Aim of the exercise
Check every line of the entries below for the word "steam", and copy the ones that have it.
┌──
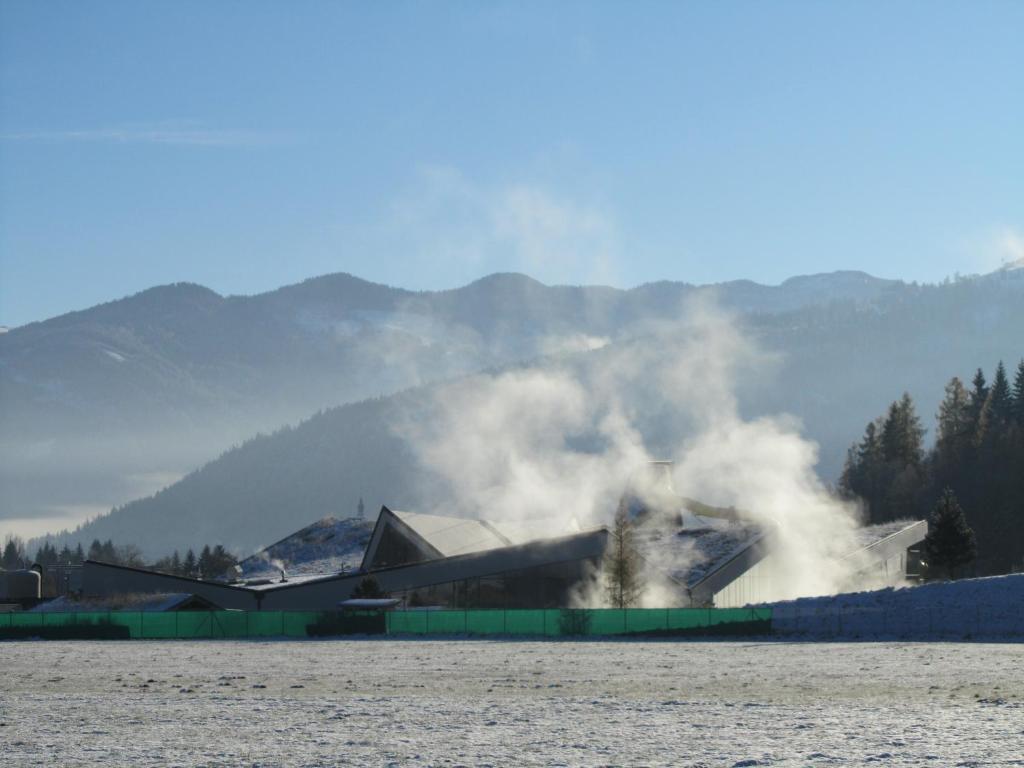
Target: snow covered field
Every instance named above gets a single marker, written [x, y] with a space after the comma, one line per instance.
[418, 702]
[989, 608]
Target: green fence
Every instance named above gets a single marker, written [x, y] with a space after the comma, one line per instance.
[580, 622]
[237, 624]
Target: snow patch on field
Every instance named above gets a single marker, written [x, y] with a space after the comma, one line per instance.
[419, 704]
[971, 608]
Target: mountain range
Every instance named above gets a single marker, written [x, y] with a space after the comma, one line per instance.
[109, 403]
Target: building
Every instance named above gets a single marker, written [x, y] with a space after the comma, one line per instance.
[692, 553]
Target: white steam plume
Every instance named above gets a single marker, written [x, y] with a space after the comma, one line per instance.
[560, 442]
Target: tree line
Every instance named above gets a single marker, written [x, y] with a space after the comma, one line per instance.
[212, 562]
[977, 457]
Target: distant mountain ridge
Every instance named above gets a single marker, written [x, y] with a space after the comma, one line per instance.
[175, 375]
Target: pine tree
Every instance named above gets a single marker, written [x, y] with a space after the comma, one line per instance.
[954, 421]
[1000, 403]
[902, 434]
[622, 562]
[206, 562]
[979, 396]
[950, 542]
[1019, 394]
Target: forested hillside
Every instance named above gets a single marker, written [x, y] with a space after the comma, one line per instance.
[836, 367]
[978, 454]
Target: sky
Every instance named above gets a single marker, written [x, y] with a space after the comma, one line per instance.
[245, 145]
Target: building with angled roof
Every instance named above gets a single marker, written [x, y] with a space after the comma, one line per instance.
[699, 555]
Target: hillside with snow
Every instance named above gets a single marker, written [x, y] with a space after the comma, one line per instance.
[989, 608]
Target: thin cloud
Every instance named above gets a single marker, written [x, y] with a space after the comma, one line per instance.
[170, 134]
[449, 219]
[1010, 247]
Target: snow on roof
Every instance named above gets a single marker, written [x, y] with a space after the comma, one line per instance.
[455, 536]
[150, 602]
[461, 536]
[328, 546]
[707, 544]
[868, 536]
[689, 554]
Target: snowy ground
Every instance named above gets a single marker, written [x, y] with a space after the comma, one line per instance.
[969, 609]
[407, 702]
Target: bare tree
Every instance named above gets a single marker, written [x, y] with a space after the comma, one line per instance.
[622, 562]
[13, 556]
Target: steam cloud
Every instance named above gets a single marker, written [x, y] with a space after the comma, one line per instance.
[560, 442]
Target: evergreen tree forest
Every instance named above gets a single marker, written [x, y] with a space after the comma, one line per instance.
[977, 454]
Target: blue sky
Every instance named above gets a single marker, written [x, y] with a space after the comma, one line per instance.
[245, 145]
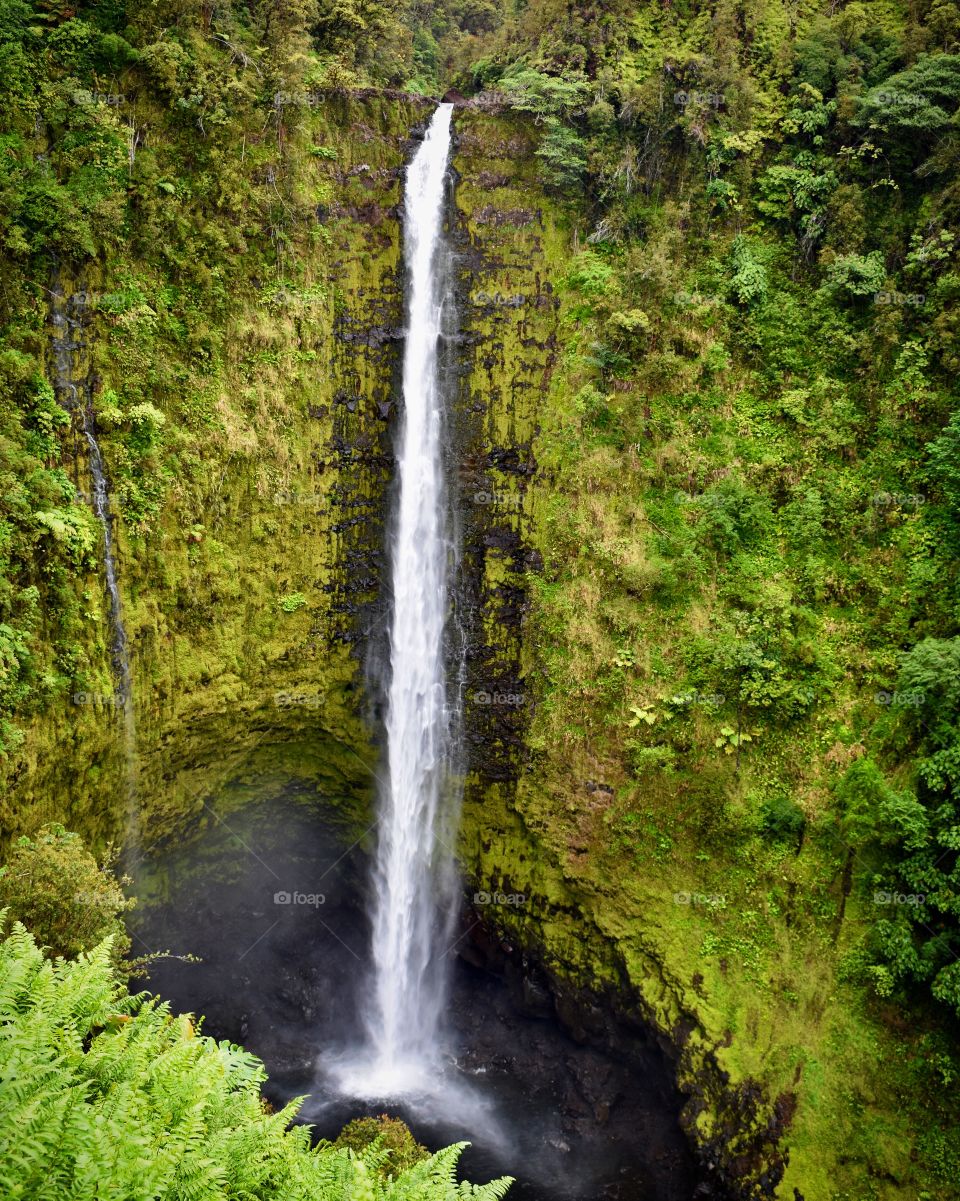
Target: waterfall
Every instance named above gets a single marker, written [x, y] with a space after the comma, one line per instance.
[415, 882]
[67, 321]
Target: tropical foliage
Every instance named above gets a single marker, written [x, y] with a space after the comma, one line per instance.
[111, 1098]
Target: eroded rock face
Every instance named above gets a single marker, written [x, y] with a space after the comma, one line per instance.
[240, 688]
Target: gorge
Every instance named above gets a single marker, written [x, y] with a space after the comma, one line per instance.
[486, 567]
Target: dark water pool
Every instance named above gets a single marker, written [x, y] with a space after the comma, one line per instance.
[272, 901]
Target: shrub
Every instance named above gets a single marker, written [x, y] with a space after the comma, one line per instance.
└──
Result for this exercise
Target: white steam plume
Target: steam cloud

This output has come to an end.